▸ EXCERPTED TEXT:
++++++++++++++++++++

Corporate purpose
Our top 10 key considerations for organisations.
Fad or Future?
The global pandemic has had a huge impact on many sectors, businesses and individuals. The Covid-19 crisis has highlighted the value of articulating a clear corporate purpose beyond primarily making profit for shareholders. This is important from a regulatory and governance perspective: the UK’s Corporate Governance Code provides that Boards should “establish the company’s purpose, values and strategy and satisfy itself that these and its culture is aligned”. But, it is also valuable for driving employee engagement and productivity and delivering a business which is long-term sustainable in environmental, social and governance terms. And, the Stewardship Code requires signatory asset owners/managers to show their purpose, investment beliefs, strategy, and culture to enable stewardship that creates long-term value for clients and beneficiaries leading to sustainable benefits for the economy, the environment and society.
So we think corporate purpose is fundamental to the future of an organisation. It’s not a fad: corporate purpose informs why an organisation exists, who it serves, how it makes the world a better place, its long-term sustainable success and how it solves the problems of society and people, profitably.
10 key considerations for organisations
Tailor: You can choose your purpose to show why your organisation exists and how it solves the problems of society and the people. It should reflect factors such as the organisation’s culture, history, strategic goals, competitive position, risk profile, and stance on long-term sustainability. Your organisation’s purpose cannot be meaningful if it is standardised.
Consult: Consult with staff and other stakeholders on the development of your corporate purpose including the challenges facing the organisation, the opportunities open to it and how the purpose can not just avoid harm but also impact its stakeholders positively. In a regulated business an excessive focus on avoiding harm (such as regulatory misconduct) can be at the expense of innovation, creativity and positive outcomes.
Prioritise: Reflect the corporate purpose in your business strategy: set clear parameters and make decisions within them. This will allow for more measurable progress to be made within a defined focus.

++++++++++++++++++++

▸ INFORMATION GIVEN:
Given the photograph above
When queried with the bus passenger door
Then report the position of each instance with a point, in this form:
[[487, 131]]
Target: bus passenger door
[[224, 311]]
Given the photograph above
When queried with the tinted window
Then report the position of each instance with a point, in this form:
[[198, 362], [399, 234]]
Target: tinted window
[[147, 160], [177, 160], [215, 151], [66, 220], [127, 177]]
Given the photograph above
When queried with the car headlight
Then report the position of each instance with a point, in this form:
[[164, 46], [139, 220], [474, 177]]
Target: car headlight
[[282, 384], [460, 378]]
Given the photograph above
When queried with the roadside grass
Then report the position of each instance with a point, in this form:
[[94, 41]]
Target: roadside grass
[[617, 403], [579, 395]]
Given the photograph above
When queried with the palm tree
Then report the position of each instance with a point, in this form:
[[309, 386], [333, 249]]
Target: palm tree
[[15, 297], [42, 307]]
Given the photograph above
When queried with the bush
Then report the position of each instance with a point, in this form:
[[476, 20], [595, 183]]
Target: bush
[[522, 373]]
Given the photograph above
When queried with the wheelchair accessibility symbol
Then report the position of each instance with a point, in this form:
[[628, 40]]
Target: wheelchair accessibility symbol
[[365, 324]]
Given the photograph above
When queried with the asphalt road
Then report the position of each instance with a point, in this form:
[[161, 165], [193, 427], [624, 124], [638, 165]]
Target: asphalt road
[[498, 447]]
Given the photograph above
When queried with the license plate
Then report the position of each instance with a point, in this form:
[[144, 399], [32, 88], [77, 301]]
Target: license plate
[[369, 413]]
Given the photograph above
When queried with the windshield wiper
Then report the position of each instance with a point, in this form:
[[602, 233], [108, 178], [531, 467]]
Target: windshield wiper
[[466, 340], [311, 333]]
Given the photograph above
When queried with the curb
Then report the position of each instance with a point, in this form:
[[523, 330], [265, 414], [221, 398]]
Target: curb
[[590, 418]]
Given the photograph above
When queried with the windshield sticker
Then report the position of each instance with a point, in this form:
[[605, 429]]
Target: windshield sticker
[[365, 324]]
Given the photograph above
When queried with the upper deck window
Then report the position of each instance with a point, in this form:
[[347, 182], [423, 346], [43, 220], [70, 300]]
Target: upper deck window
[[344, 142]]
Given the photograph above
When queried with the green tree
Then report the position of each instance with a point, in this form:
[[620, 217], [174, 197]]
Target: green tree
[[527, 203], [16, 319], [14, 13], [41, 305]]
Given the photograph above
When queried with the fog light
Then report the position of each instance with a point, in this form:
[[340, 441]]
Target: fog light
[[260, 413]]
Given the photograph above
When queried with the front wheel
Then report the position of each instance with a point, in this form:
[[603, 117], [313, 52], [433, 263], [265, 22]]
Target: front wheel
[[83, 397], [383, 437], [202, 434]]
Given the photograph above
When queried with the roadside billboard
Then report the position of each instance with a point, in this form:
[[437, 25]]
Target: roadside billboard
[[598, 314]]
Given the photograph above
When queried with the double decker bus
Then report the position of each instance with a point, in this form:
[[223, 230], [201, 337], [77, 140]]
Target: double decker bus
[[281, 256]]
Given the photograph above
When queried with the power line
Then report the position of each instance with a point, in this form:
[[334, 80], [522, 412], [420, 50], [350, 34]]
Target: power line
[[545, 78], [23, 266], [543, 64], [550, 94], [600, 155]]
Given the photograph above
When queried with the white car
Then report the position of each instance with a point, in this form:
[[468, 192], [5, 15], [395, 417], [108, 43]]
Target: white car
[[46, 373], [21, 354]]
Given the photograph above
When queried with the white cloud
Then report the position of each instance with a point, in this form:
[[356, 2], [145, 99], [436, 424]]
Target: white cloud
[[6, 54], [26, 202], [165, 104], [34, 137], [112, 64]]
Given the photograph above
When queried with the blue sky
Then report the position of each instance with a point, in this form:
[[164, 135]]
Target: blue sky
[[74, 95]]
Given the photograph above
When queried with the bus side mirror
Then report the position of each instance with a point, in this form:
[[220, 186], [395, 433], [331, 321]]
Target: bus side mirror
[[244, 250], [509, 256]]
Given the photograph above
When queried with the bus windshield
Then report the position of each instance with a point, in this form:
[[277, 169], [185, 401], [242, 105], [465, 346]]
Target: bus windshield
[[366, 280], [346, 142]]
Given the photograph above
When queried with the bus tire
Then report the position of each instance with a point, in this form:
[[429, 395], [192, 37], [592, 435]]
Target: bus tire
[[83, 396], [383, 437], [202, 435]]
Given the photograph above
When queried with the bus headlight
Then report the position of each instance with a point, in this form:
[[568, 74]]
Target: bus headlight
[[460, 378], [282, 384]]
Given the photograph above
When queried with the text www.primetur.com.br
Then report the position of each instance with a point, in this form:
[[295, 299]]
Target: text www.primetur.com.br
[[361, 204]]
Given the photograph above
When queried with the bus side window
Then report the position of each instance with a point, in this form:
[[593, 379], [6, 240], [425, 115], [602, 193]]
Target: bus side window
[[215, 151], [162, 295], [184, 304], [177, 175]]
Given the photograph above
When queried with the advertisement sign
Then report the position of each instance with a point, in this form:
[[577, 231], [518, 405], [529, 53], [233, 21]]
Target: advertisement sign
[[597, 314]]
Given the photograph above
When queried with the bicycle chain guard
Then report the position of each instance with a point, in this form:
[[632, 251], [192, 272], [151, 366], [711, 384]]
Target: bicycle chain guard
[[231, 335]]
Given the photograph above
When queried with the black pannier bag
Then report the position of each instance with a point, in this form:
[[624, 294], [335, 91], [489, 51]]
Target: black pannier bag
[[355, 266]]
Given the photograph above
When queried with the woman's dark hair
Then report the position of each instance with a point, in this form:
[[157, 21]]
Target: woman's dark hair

++++++++++++++++++++

▸ EXERCISES:
[1] Could you reproduce, word for word, the part of the corporate purpose text starting at "So we think" and ending at "it is standardised."?
[2] According to the corporate purpose text, what factors should an organization's purpose reflect?
[3] Can you rewrite the paragraph of the corporate purpose text that begins "The global pandemic has had a huge impact" as a shorter bulleted list that keeps its main facts?

▸ RESPONSES TO THE TASKS:
[1]
So we think corporate purpose is fundamental to the future of an organisation. It’s not a fad: corporate purpose informs why an organisation exists, who it serves, how it makes the world a better place, its long-term sustainable success and how it solves the problems of society and people, profitably.
10 key considerations for organisations
Tailor: You can choose your purpose to show why your organisation exists and how it solves the problems of society and the people. It should reflect factors such as the organisation’s culture, history, strategic goals, competitive position, risk profile, and stance on long-term sustainability. Your organisation’s purpose cannot be meaningful if it is standardised.

[2]
- Culture
- History
- Strategic goals
- Competitive position
- Risk profile
- Stance on long-term sustainability

[3]
- The Covid-19 crisis has shown the value of a clear corporate purpose beyond mainly making profit for shareholders.
- This matters for regulation and governance. The UK's Corporate Governance Code says Boards should establish the company's purpose, values and strategy and make sure these and its culture are aligned.
- A clear purpose also drives employee engagement and productivity. It supports a business that is long-term sustainable in environmental, social and governance terms.
- The Stewardship Code requires signatory asset owners/managers to show their purpose, investment beliefs, strategy and culture. This enables stewardship that creates long-term value for clients and beneficiaries and sustainable benefits for the economy, the environment and society.